Excerpts from point annotation data:
##########

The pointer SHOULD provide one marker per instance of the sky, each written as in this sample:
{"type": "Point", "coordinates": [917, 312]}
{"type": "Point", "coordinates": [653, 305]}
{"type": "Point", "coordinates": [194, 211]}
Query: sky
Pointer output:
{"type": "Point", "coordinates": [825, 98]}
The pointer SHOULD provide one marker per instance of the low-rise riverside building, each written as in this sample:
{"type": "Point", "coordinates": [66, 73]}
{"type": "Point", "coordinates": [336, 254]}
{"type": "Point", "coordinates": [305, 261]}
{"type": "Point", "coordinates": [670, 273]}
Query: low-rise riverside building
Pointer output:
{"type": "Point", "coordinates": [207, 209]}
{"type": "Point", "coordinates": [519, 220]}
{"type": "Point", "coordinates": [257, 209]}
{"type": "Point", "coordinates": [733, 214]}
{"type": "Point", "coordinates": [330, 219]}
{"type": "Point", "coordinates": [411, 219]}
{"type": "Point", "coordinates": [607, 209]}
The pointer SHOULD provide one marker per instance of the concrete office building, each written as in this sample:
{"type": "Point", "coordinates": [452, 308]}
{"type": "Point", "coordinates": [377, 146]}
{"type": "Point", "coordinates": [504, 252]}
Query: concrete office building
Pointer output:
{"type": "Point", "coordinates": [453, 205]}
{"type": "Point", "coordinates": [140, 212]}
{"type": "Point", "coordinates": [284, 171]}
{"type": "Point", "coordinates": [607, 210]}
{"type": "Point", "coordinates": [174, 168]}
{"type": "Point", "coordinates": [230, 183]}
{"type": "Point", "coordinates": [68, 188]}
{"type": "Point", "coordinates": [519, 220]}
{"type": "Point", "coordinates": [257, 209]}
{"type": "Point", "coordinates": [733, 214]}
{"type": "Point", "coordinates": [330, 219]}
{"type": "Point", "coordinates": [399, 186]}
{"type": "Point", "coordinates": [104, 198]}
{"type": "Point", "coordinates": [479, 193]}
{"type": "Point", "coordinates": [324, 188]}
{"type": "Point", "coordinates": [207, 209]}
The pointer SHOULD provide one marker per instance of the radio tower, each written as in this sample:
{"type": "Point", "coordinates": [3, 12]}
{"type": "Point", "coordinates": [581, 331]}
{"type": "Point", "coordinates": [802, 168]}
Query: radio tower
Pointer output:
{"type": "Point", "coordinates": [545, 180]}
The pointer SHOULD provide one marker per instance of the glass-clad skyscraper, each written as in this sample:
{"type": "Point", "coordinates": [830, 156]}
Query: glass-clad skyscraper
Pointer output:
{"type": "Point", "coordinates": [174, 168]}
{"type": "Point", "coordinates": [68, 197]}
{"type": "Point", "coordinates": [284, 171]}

##########

REQUIRED WORK:
Please return the lines word for word, beginning at the line that contains "The pointer SHOULD provide one marker per instance of the radio" and stopping after the final line.

RESPONSE:
The pointer SHOULD provide one marker per instance of the radio tower, each written as in this sample:
{"type": "Point", "coordinates": [3, 12]}
{"type": "Point", "coordinates": [581, 331]}
{"type": "Point", "coordinates": [802, 168]}
Query: radio tower
Pointer output:
{"type": "Point", "coordinates": [545, 180]}
The pointer SHOULD provide one marker per instance of the glass-clad skyscraper, each written as in this sample:
{"type": "Point", "coordinates": [830, 156]}
Query: glass-clad skyscraper
Pointer output:
{"type": "Point", "coordinates": [174, 168]}
{"type": "Point", "coordinates": [68, 197]}
{"type": "Point", "coordinates": [284, 171]}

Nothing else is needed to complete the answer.